* **Text**
________
A study on evening-primrose (Oenothera biennis L.) callus regeneration and somatic embryogenesis

Document Type: Research Paper


Department of Horticultural Sciences, Gorgan University of Agricultural Sciences and Natural Resources, P.O.Box 49138-15739, Gorgan, I.R. Iran.


Evening primrose (Oenothera biennis L.) is a wild flower with high and valuable oil content. High seed
shattering, indeterminate inflorescence and heterogeneous germination limit the commercial cultivation of
this plant. Besides agronomical research, breeding programs can also remedy the above mentioned problems.
Since traditional breeding methods take a long time, using techniques such as tissue culture and
somatic embryogenesis accelerate the breeding process. In the present study, callus formation was
accomplished in MS (Murashik and Skoog) medium, but no embryogenesis was observed in the presence
or absence of plant hormones like 2,4-D (2,4-dichlorophenoxy) acetic acid. In contrast, B5 (Gamborg) medium containing 2,4-D induced embryogenesis. Different parts of plants exhibited good callus
production potency and the hypocotyl was found as the best plant explants. In B5 medium, various concentrations of 2,4-D (0,2.26 μM, 4.52 μM, and 9.04 μM) were applied as a complete randomized design
experiment with 4 replications. For embryogenesis, mhypocotyls (1cm long) were cultured in B5 liquid medium
at the induction phase. After 3 weeks, induced organs were sub-cultured to realization phase and the
number of embryos (different stages of embryogenesis) was counted 4 weeks later. The results indicated
that variation in hormone concentrations caused significant differences with respect to somatic embryogenesis.
________
* **Records**
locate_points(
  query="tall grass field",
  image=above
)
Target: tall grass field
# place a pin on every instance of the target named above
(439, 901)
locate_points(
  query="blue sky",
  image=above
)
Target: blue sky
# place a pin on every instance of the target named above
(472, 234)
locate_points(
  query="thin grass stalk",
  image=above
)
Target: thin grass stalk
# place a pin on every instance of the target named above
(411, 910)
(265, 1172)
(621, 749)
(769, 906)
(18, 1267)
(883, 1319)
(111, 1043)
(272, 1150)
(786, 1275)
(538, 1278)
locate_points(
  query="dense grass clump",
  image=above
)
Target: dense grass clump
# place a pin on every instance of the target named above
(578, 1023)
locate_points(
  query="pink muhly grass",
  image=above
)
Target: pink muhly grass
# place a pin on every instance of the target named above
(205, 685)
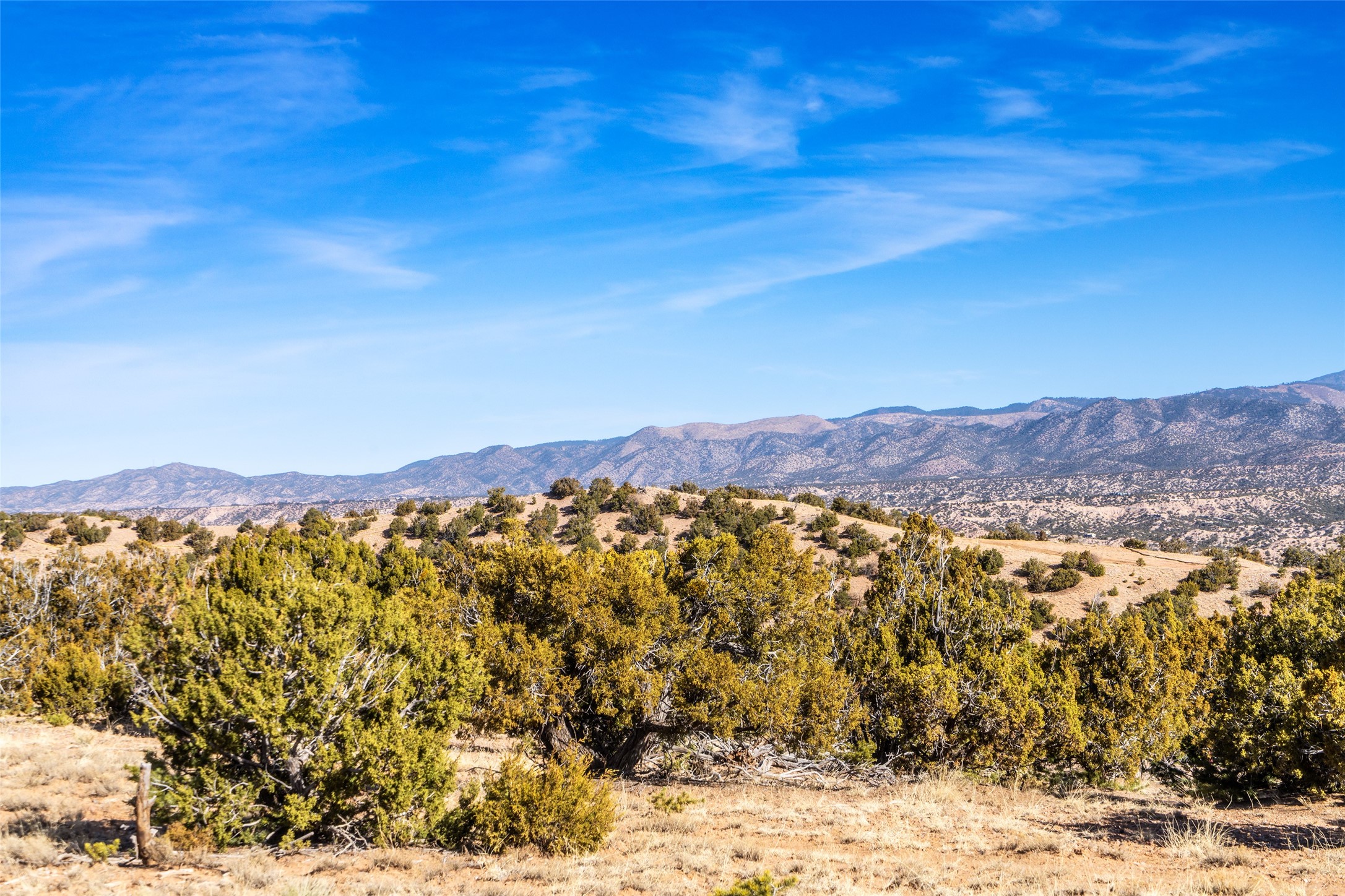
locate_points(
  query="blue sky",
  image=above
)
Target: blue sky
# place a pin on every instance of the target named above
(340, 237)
________
* **Exercise brief**
Continue the abstract on evening primrose callus regeneration and somatic embryogenesis from the point where it stops.

* **Reply to the task**
Embryo development were not observed in hormone-free media. The highest numbers of globular,
heart, torpedo, cotyledonary, and total embryo was recorded at 9.04 μM of 2, 4-D. Histological studies of
embryos after the realization phase revealed largenuclei and abundance of starch grains indicating the
presence of embryonic cells in evening primrose hypocotyls.